◆ Task brief
Pictures excluded, return every entry exactly, please.

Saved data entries
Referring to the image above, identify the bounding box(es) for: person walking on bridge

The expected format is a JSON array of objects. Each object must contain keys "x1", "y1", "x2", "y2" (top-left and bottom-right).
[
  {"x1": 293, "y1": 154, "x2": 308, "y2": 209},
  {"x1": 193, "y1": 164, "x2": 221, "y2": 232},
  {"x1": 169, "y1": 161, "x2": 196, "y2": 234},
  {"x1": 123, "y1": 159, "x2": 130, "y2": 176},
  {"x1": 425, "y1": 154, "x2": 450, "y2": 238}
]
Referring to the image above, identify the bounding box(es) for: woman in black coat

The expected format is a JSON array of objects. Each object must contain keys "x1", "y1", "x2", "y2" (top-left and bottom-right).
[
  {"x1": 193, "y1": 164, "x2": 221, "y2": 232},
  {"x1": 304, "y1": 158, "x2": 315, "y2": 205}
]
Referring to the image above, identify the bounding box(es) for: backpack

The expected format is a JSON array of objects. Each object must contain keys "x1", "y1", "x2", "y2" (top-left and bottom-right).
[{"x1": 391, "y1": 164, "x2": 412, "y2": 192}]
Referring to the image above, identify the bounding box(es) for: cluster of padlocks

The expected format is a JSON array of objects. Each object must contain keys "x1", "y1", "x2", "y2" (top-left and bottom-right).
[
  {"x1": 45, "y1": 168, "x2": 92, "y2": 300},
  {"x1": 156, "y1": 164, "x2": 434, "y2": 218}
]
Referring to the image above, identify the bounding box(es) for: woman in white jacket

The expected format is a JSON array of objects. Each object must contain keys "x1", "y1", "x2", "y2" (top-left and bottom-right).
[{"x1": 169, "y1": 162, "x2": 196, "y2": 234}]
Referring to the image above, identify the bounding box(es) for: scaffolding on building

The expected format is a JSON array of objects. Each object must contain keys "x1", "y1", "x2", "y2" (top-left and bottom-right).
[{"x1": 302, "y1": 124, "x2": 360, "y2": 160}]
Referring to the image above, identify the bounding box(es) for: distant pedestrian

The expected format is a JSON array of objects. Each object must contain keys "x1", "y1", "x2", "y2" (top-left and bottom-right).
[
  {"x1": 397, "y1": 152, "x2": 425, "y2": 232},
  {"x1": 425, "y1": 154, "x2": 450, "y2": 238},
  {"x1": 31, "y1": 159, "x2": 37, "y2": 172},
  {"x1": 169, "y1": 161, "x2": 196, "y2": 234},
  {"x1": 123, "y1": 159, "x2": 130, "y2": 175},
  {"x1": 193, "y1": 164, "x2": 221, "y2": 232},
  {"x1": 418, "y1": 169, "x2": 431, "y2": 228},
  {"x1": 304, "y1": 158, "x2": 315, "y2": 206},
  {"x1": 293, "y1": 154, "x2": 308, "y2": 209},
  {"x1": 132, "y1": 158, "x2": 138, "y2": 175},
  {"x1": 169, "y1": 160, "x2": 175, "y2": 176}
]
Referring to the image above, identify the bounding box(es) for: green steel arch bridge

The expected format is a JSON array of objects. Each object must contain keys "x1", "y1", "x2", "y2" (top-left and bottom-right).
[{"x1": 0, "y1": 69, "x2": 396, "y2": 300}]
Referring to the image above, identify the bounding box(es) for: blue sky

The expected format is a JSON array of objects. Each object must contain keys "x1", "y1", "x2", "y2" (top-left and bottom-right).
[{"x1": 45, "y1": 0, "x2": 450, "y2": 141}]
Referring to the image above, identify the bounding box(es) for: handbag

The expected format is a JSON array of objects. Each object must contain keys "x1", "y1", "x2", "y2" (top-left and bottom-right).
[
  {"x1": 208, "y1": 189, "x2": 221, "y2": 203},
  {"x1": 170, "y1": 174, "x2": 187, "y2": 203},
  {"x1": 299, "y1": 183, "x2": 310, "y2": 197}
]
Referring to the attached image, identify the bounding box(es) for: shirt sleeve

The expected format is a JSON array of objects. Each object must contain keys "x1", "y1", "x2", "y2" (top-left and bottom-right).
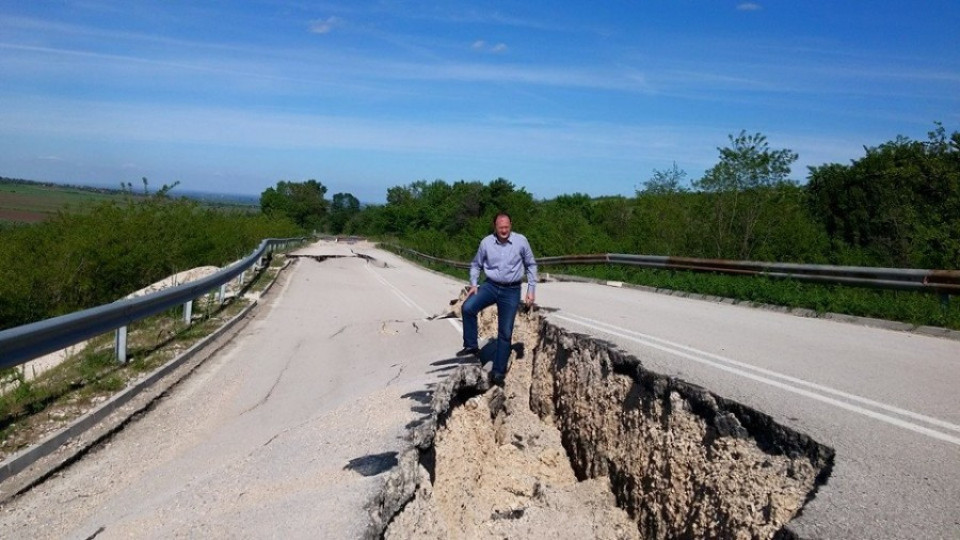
[
  {"x1": 469, "y1": 240, "x2": 484, "y2": 287},
  {"x1": 522, "y1": 238, "x2": 538, "y2": 294}
]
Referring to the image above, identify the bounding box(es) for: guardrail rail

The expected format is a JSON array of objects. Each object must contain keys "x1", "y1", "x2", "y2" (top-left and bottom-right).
[
  {"x1": 384, "y1": 244, "x2": 960, "y2": 296},
  {"x1": 0, "y1": 237, "x2": 307, "y2": 370}
]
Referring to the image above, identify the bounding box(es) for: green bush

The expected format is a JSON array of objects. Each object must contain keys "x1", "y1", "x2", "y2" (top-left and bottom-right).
[{"x1": 0, "y1": 197, "x2": 300, "y2": 331}]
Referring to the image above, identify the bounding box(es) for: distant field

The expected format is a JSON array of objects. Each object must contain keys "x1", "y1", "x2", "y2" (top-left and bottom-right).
[
  {"x1": 0, "y1": 180, "x2": 259, "y2": 223},
  {"x1": 0, "y1": 182, "x2": 128, "y2": 223}
]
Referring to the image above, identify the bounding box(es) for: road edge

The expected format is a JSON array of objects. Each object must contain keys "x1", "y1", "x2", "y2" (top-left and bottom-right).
[
  {"x1": 539, "y1": 272, "x2": 960, "y2": 342},
  {"x1": 379, "y1": 246, "x2": 960, "y2": 342},
  {"x1": 0, "y1": 259, "x2": 297, "y2": 504}
]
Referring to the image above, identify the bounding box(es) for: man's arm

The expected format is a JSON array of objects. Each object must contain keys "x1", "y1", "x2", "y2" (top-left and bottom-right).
[
  {"x1": 467, "y1": 240, "x2": 485, "y2": 297},
  {"x1": 522, "y1": 239, "x2": 538, "y2": 304}
]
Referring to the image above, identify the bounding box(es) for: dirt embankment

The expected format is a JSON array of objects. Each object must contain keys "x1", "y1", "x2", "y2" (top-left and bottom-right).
[{"x1": 371, "y1": 299, "x2": 833, "y2": 539}]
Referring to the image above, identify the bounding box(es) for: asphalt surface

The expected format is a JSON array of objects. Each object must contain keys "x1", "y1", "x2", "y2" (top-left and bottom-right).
[
  {"x1": 0, "y1": 241, "x2": 468, "y2": 538},
  {"x1": 0, "y1": 240, "x2": 957, "y2": 539},
  {"x1": 542, "y1": 281, "x2": 960, "y2": 539}
]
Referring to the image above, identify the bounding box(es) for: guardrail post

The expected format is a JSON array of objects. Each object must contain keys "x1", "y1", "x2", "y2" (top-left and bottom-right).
[
  {"x1": 237, "y1": 270, "x2": 245, "y2": 288},
  {"x1": 115, "y1": 325, "x2": 127, "y2": 363},
  {"x1": 183, "y1": 299, "x2": 193, "y2": 324},
  {"x1": 219, "y1": 283, "x2": 227, "y2": 304},
  {"x1": 940, "y1": 293, "x2": 951, "y2": 312}
]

◆ Written response
Referring to the image above, identify the bounding box(es) for: person walking on bridge

The expected format is a JSON array of objects. Each object must contain keys "x1", "y1", "x2", "y2" (top-left and bottom-right).
[
  {"x1": 293, "y1": 154, "x2": 308, "y2": 209},
  {"x1": 193, "y1": 164, "x2": 221, "y2": 232},
  {"x1": 169, "y1": 161, "x2": 196, "y2": 234},
  {"x1": 123, "y1": 159, "x2": 130, "y2": 176},
  {"x1": 425, "y1": 154, "x2": 450, "y2": 238}
]
Referring to the image above, identify the bounding box(es) for: woman in black coat

The expected format is a JSON array of objects. Each object must contain keys "x1", "y1", "x2", "y2" (top-left and bottom-right).
[
  {"x1": 193, "y1": 164, "x2": 221, "y2": 232},
  {"x1": 304, "y1": 158, "x2": 315, "y2": 205}
]
Referring to the image above, identify the bounding box(es) for: backpack

The expected format is a JSON array of objects. Each object must contain keys "x1", "y1", "x2", "y2" (top-left and bottom-right).
[{"x1": 391, "y1": 164, "x2": 412, "y2": 192}]
Referring to the image above, identify the bounding box(es) for: cluster of padlocks

The expected format is a JSON array of objects. Each object must contain keys "x1", "y1", "x2", "y2" (top-left and bottom-right).
[
  {"x1": 45, "y1": 168, "x2": 92, "y2": 300},
  {"x1": 156, "y1": 164, "x2": 434, "y2": 218}
]
Referring to the image above, identify the bounding box(es) for: woman in white jacket

The expected format is a JSON array of objects. Each object must contain keys "x1", "y1", "x2", "y2" (top-left and bottom-right).
[{"x1": 169, "y1": 162, "x2": 196, "y2": 234}]
Referring to the image above, identify the bounding box(es) for: scaffolding on building

The expected format is a JSON array of objects. Each object must contain keys "x1", "y1", "x2", "y2" (top-left and bottom-right).
[{"x1": 302, "y1": 124, "x2": 360, "y2": 160}]
Referring to the image above, identify the bounding box(es) for: distant pedestrian

The expected format is a JSON array of objects. Each object must contain keys "x1", "y1", "x2", "y2" (top-left and bottom-right).
[
  {"x1": 397, "y1": 152, "x2": 425, "y2": 232},
  {"x1": 425, "y1": 154, "x2": 450, "y2": 238},
  {"x1": 31, "y1": 159, "x2": 37, "y2": 172},
  {"x1": 169, "y1": 161, "x2": 196, "y2": 234},
  {"x1": 123, "y1": 159, "x2": 130, "y2": 175},
  {"x1": 193, "y1": 164, "x2": 221, "y2": 232},
  {"x1": 418, "y1": 169, "x2": 431, "y2": 228},
  {"x1": 304, "y1": 158, "x2": 315, "y2": 206},
  {"x1": 293, "y1": 154, "x2": 308, "y2": 209},
  {"x1": 132, "y1": 158, "x2": 138, "y2": 175},
  {"x1": 169, "y1": 160, "x2": 175, "y2": 176}
]
Referring to the image above, identify the bounding box(es) for: green steel arch bridge

The expected format is a JSON array of objects. Each object must contain keys "x1", "y1", "x2", "y2" (top-left and bottom-right).
[{"x1": 0, "y1": 69, "x2": 396, "y2": 300}]
Referring to the image above, identify the bounding box(es) for: blue sky

The expected format is a JSON array of objects. Each object must contain keys "x1", "y1", "x2", "y2" (top-left and bottom-right).
[{"x1": 45, "y1": 0, "x2": 450, "y2": 141}]
Referring to the image above, identify the bounding box(es) for: handbag

The expected format is a JSON array of objects. Each object must contain keys "x1", "y1", "x2", "y2" (top-left and bottom-right).
[
  {"x1": 208, "y1": 189, "x2": 221, "y2": 203},
  {"x1": 170, "y1": 174, "x2": 187, "y2": 203},
  {"x1": 299, "y1": 183, "x2": 310, "y2": 197}
]
Referring to the attached image, identify the bounding box(es) for: shirt sleeve

The expected format is a JSON array of objects. Each object must contain keys "x1", "y1", "x2", "y2" (top-left and bottom-right).
[
  {"x1": 469, "y1": 240, "x2": 484, "y2": 287},
  {"x1": 522, "y1": 238, "x2": 538, "y2": 294}
]
Referring to the image above, identify the bounding box(es) for: guardrail rail

The expected format is a JSON array of objects. Each object must contain keys "x1", "y1", "x2", "y2" (top-left and bottom-right).
[
  {"x1": 384, "y1": 244, "x2": 960, "y2": 296},
  {"x1": 0, "y1": 237, "x2": 307, "y2": 370}
]
Referring to the image above, identify the bounding box(es) for: green bush

The expected format is a JSON array of objects. Each object must contain keys "x1", "y1", "x2", "y2" (top-left and bottom-right).
[{"x1": 0, "y1": 197, "x2": 300, "y2": 331}]
Referring to the image above, identify the bounding box(es) for: distant field

The expected format is a JSON array of objects. Each object must contain keys "x1", "y1", "x2", "y2" (top-left and bottom-right).
[
  {"x1": 0, "y1": 180, "x2": 259, "y2": 223},
  {"x1": 0, "y1": 182, "x2": 128, "y2": 223}
]
Referring to the image above, identify the bounding box(es) for: road edge

The expected format is a JSON array of objects. Each object must contain keys "x1", "y1", "x2", "y2" (top-left and bottom-right).
[
  {"x1": 539, "y1": 272, "x2": 960, "y2": 342},
  {"x1": 379, "y1": 246, "x2": 960, "y2": 342},
  {"x1": 0, "y1": 259, "x2": 297, "y2": 504}
]
Referring to the image above, identify the bounding box(es) for: man's arm

The expected format is a JSON array of objects. Each object must contain keys "x1", "y1", "x2", "y2" (top-left and bottom-right).
[
  {"x1": 467, "y1": 240, "x2": 485, "y2": 297},
  {"x1": 522, "y1": 239, "x2": 538, "y2": 304}
]
Referring to the image above, identify the bounding box(es) for: dirt embankment

The expected format is a JSON array of objects. Each object must contain keys "x1", "y1", "x2", "y2" (top-left and bottom-right).
[{"x1": 371, "y1": 299, "x2": 833, "y2": 539}]
Referring to the image above, identify the bounding box(es) for: asphalt surface

The expected format is a JSON array of objects. Each object must contain keys "x1", "y1", "x2", "y2" (top-left and bottom-right).
[
  {"x1": 0, "y1": 241, "x2": 468, "y2": 538},
  {"x1": 0, "y1": 240, "x2": 957, "y2": 539},
  {"x1": 542, "y1": 281, "x2": 960, "y2": 539}
]
Referring to the image above, identify the bounding box(es) for: guardrail post

The expected format is a JSON array of objects. Each object must contain keys "x1", "y1", "x2", "y2" (top-left and bottom-right).
[
  {"x1": 237, "y1": 270, "x2": 245, "y2": 288},
  {"x1": 115, "y1": 325, "x2": 127, "y2": 363},
  {"x1": 183, "y1": 299, "x2": 193, "y2": 324},
  {"x1": 219, "y1": 283, "x2": 227, "y2": 304},
  {"x1": 940, "y1": 293, "x2": 951, "y2": 312}
]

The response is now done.